Work to be completed => The data must be copied over exactly and in full.
==============================
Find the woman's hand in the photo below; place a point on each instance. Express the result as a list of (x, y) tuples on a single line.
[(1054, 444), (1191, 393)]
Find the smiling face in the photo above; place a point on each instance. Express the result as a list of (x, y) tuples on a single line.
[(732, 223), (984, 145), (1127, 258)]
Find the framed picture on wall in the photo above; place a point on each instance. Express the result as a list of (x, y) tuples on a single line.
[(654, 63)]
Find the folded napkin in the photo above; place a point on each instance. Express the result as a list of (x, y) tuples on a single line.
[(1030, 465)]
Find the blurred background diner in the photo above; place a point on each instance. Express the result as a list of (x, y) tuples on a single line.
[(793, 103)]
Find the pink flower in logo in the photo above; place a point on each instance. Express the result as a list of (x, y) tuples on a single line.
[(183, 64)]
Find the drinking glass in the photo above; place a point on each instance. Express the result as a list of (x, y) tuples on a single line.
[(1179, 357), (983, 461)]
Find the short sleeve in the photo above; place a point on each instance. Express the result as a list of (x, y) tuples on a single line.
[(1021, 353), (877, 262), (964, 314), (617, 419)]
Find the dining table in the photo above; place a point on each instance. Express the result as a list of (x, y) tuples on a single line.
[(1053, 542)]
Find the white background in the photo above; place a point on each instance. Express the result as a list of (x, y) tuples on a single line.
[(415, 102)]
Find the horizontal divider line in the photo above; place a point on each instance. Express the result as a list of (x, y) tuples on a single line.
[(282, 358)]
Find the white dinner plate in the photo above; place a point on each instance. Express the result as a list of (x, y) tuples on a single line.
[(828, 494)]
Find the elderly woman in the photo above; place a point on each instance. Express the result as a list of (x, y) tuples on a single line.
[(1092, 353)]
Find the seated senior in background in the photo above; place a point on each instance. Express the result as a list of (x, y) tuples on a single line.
==============================
Response =>
Find the woman's hand in the photo below; place a point on each instance. Express the result as a list of (x, y) tuples on a single line.
[(1054, 444), (1191, 393)]
Find the smiling face in the photo above; place a point on each instance. Express the result as a list of (x, y) tuples on a single line.
[(732, 223), (984, 145), (1127, 258)]
Find the framed picture on wall in the photo above; place a point on each instance. Express the result as a list of (x, y) tuples on a single line.
[(654, 63)]
Find the folded napkin in the photo above; place a point on each instance. Express the result as a list of (x, y) tuples on a single line.
[(1030, 465)]
Find the blurred background diner in the photo above; place a point on each instance. Express the result as a list of (x, y) tuples on a single line.
[(793, 103)]
Find the pink flower in logo in the photo above; place a point on each instance. Express the result as a list of (x, y) tuples on a single line.
[(183, 64)]
Find the drinking glass in the photo above; place a point on each instance. Express the result as a list of (x, y) tuples on a single line.
[(1179, 357), (983, 461)]
Find the short sleeve in the photo above; place a point on each instance. Express the result as a list of (x, y) tuples on a single line.
[(1021, 353), (877, 262), (964, 314), (617, 419)]
Find the dining table in the photo above; place a point on each instance. Express the result as a list of (x, y) tuples on a single line.
[(1053, 542)]
Find the white background in the photo above; place a point on each instance. Express the result as a list of (x, y) tuples on a single line.
[(415, 102)]
Find the horizontal divider line in the photo above; place a point on each instance. Express the result as a list of (x, y) tuples on a single line.
[(282, 358)]
Find the white dinner plate in the photo above; place a point on each instance. Express the result as a list of (x, y) tuples on a single line.
[(828, 494)]
Find the elderly woman in the photo above; place a point on each instance. Express the result as a list of (x, y) tuples on a single line.
[(1092, 353)]
Find the seated senior in background in the photo above; place a point on each instance. Express the result as a list of (x, y) tuples on a single line.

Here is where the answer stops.